**WORK REQUIRED**
The answer consists solely of the data below, reproduced exactly.

═════ MATERIAL SHOWN ═════

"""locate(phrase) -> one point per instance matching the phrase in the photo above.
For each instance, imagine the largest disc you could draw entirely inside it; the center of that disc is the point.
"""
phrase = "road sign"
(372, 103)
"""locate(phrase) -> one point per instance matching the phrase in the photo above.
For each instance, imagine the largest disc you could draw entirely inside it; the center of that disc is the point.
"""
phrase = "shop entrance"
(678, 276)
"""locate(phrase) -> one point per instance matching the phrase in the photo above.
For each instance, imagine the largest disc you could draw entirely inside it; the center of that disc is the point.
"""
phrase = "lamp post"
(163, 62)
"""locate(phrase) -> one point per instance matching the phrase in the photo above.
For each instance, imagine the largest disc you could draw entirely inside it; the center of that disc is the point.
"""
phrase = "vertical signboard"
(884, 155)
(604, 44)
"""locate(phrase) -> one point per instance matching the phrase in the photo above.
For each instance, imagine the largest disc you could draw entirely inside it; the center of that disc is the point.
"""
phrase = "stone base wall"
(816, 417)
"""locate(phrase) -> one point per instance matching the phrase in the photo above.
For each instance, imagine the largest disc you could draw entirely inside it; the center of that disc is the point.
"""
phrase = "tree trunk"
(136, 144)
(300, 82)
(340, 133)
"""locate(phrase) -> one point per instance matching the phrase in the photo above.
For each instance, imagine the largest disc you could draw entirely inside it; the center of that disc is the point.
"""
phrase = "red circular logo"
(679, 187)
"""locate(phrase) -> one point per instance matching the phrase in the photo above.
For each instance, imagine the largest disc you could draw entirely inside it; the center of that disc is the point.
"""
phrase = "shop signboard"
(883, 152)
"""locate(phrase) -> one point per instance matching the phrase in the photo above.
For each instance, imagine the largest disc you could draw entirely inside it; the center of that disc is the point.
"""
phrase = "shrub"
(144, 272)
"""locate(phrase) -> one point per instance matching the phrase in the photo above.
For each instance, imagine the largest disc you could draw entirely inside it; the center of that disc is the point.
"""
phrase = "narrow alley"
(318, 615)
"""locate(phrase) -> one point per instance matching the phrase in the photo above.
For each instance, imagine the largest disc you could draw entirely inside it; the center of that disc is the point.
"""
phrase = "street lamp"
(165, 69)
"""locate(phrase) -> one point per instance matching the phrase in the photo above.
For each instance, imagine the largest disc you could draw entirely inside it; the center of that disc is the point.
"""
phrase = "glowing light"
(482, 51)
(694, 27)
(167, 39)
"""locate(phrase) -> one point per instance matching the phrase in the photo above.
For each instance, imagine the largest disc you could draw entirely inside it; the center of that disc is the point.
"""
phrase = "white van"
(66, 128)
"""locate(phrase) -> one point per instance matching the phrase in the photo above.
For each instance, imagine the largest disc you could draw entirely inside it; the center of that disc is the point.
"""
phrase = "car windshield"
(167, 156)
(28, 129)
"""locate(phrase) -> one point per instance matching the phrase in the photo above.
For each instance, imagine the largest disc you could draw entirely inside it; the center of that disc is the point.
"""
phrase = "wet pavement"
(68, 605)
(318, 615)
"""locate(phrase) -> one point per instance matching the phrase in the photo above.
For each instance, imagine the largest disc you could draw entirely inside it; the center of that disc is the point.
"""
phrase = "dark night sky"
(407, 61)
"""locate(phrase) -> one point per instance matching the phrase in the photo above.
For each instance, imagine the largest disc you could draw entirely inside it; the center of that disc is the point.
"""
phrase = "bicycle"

═════

**RESULT FOR THIS TASK**
"""locate(phrase) -> one point per instance matching the phrase in the photo above.
For each instance, imagine the largest disc you could draw entirely inside it; the center of that disc is the point.
"""
phrase = "road sign"
(372, 103)
"""locate(phrase) -> one point per instance matching the phrase in the photo above.
For each instance, imagine the largest disc you could draw entirely inside it; the center of that disc is the point.
"""
phrase = "shop entrance"
(678, 276)
"""locate(phrase) -> one point per instance matching the phrase in the photo above.
For each instance, imagine the largest disc you could draw entirely inside it; the center of that disc is the point.
"""
phrase = "lamp post"
(163, 62)
"""locate(phrase) -> one point per instance matching the phrase in the photo above.
For each instance, imagine the largest disc you could draw entirely inside it; the center of that disc is the point.
"""
phrase = "vertical signboard"
(884, 155)
(604, 44)
"""locate(phrase) -> one point per instance matching the phrase in the photo above.
For each instance, imagine the largest disc you could draw entirely inside it; the center of that disc is the point.
"""
phrase = "stone base wall"
(816, 417)
"""locate(phrase) -> one point per instance matching the phrase in the photo above.
For each instance, imagine the largest disc you could draw entirely inside it; the center of that disc is the point.
"""
phrase = "tree trunk"
(136, 144)
(300, 82)
(340, 133)
"""locate(phrase) -> one point per instance matching the phrase in the photo above.
For each instance, imagine the largest disc you could draw entirely inside it; the center of that disc is the point.
"""
phrase = "red circular logo"
(679, 187)
"""locate(phrase) -> one point per instance matching the phrase in the photo above.
For each instance, imagine the largest disc you could draw entirely inside it; the center of that disc is the point.
"""
phrase = "shop signboard"
(883, 152)
"""locate(phrase) -> one point per instance matching the phrase in the photo above.
For each instance, imagine the largest disc you could draw entirely inside it; the center of that disc is the point.
"""
phrase = "shrub"
(144, 272)
"""locate(phrase) -> one point per instance matching the phrase in the photo above.
For each instance, imagine the largest disc you could draw entirely inside it; the center of that disc is the point.
"""
phrase = "narrow alley"
(318, 615)
"""locate(phrase) -> one point per instance matching the phrase in the photo above.
For each instance, imagine the largest disc you could draw entirely inside it; the center of that disc is the point.
"""
phrase = "street lamp"
(165, 69)
"""locate(phrase) -> one point per instance matching the phrase in the photo above.
For each instance, imagine the largest disc you could draw entirely inside it; the center of that disc is the point.
"""
phrase = "glowing light"
(482, 51)
(694, 27)
(167, 39)
"""locate(phrase) -> one point per instance matching the phrase in the photo above.
For each instance, imagine the largest disc you could draw entirely inside it; the center of that disc is the point.
"""
phrase = "white van"
(66, 128)
"""locate(phrase) -> one point per instance matching the phrase in the photo above.
For each instance, imagine the largest disc you could draw entirely inside it; the center of that disc is the point.
"""
phrase = "car windshield"
(167, 156)
(28, 129)
"""locate(phrase) -> one point per instance matching the phrase in the photo above.
For each instance, imagine the largest disc you could draw entirely inside it; the center of that disc is the point.
"""
phrase = "wet pavement"
(68, 605)
(318, 615)
"""locate(phrase) -> one point per instance matching the phrase in the photo above.
For each instance, imagine the largest disc you could draw entirely inside it; the center of that disc is the point.
"""
phrase = "dark night sky"
(407, 61)
"""locate(phrase) -> one point per instance matching the phrase in the photo above.
For each instance, imagine the largest disc you could draw entirely inside it; the center of that disc is the point.
"""
phrase = "bicycle"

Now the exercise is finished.